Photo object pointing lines
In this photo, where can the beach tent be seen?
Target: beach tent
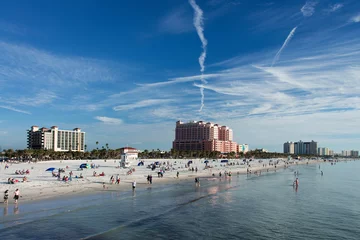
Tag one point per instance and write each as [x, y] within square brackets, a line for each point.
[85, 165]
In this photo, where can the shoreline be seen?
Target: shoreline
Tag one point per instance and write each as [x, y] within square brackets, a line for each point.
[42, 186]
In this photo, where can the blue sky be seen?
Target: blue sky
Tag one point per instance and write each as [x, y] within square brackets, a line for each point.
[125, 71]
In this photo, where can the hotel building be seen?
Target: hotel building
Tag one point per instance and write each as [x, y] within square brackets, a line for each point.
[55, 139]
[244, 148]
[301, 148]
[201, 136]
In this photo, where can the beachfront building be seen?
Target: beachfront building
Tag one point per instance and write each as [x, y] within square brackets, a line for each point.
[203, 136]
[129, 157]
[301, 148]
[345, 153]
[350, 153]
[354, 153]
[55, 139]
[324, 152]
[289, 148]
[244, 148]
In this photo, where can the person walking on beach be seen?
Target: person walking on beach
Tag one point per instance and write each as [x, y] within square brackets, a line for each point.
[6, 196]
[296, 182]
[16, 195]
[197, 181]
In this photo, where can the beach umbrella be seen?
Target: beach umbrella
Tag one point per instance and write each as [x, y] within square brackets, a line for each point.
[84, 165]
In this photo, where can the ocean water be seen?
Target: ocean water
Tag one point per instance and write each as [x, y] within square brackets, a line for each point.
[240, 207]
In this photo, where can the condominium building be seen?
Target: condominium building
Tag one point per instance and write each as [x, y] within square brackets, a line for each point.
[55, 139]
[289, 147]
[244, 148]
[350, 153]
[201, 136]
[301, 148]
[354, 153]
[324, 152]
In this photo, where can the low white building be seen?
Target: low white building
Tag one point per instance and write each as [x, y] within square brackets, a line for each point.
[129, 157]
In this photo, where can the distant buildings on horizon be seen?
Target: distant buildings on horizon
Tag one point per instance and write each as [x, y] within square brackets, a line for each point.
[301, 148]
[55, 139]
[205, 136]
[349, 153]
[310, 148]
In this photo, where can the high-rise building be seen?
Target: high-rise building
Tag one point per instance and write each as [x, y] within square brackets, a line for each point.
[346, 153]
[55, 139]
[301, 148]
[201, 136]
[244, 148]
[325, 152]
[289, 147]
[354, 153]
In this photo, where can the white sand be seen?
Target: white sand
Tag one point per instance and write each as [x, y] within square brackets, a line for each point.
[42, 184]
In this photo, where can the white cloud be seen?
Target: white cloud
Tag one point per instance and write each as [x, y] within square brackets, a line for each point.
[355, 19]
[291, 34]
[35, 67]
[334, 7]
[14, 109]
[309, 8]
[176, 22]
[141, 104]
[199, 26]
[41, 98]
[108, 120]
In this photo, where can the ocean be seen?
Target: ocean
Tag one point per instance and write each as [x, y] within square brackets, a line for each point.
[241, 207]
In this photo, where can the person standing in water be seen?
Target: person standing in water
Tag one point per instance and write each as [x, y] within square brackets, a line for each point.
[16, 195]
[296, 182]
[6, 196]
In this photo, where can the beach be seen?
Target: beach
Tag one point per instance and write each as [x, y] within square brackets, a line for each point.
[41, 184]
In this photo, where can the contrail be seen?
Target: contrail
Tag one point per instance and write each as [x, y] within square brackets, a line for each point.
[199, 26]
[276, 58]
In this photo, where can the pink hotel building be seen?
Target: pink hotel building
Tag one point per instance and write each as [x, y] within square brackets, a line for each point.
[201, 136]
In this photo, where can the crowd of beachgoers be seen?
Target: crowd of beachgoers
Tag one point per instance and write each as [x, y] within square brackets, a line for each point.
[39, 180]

THE TASK: Rewrite only the lines from the one containing "In this photo, where can the crowd" through the end of the lines, keeping the requests. Multiply every point coordinate in the answers by 1.55, rounding to whole numbers with halves rounded up.

EXERCISE RESPONSE:
In this photo, where can the crowd of beachgoers be seen?
Target: crowd of beachgoers
Tag one point per instance and write each as [x, y] within square brackets, a line for each point.
[60, 279]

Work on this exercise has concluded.